WHAT IS NEEDED:
Please find every line in the records below that contains the word "face", and copy it.

INPUT MATERIAL:

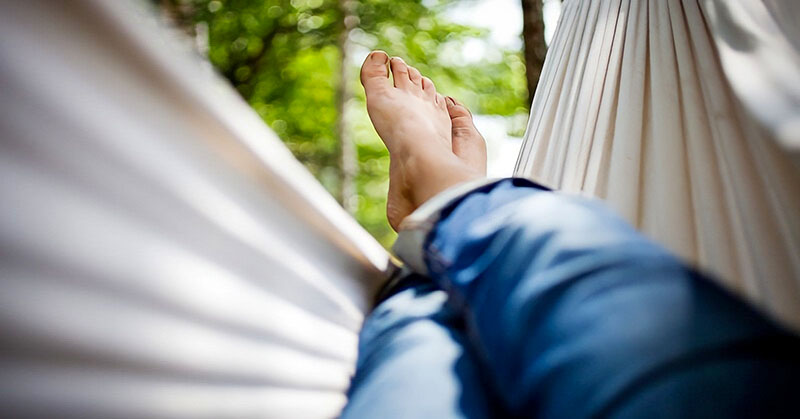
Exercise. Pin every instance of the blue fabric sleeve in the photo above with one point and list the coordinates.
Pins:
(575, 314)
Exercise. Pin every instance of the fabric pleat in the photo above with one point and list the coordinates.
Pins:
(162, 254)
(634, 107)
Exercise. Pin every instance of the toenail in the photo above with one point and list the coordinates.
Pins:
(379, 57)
* * *
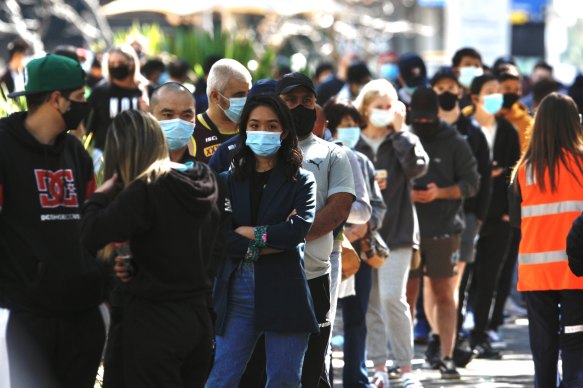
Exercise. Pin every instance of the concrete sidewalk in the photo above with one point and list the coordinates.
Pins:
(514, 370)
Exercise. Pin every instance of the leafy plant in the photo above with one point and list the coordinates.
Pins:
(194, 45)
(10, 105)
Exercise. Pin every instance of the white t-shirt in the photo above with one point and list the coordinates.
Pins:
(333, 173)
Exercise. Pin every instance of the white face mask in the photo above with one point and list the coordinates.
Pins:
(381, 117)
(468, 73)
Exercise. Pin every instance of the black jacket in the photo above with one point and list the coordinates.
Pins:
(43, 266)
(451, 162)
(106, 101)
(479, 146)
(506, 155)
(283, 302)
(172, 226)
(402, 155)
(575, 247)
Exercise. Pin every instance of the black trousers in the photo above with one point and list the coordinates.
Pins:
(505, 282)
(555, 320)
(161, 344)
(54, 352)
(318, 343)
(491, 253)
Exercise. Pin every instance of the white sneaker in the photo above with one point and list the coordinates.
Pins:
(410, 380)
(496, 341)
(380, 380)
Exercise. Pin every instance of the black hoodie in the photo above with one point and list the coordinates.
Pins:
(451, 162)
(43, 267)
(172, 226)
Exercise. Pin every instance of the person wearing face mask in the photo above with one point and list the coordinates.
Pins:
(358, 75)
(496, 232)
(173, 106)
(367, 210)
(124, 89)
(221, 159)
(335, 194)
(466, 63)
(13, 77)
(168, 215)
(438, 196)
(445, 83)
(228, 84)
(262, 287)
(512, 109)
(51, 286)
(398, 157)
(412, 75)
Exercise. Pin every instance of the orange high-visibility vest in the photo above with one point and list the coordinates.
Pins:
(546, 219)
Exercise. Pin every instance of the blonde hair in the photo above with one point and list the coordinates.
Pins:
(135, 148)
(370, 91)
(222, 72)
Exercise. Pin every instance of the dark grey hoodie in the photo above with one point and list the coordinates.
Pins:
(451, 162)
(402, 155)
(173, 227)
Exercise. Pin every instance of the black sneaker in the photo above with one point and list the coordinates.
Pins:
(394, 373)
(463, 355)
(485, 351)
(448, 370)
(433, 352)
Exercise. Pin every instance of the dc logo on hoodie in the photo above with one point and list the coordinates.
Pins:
...
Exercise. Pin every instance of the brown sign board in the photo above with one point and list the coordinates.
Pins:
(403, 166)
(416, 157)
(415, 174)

ANSWER SECTION:
Exercise. Pin every instance of the white face mask in the photo above with one point and list the coordinates.
Exercise. Pin every instance of the person wearing face mask in the photo above with one point and list the coordinates.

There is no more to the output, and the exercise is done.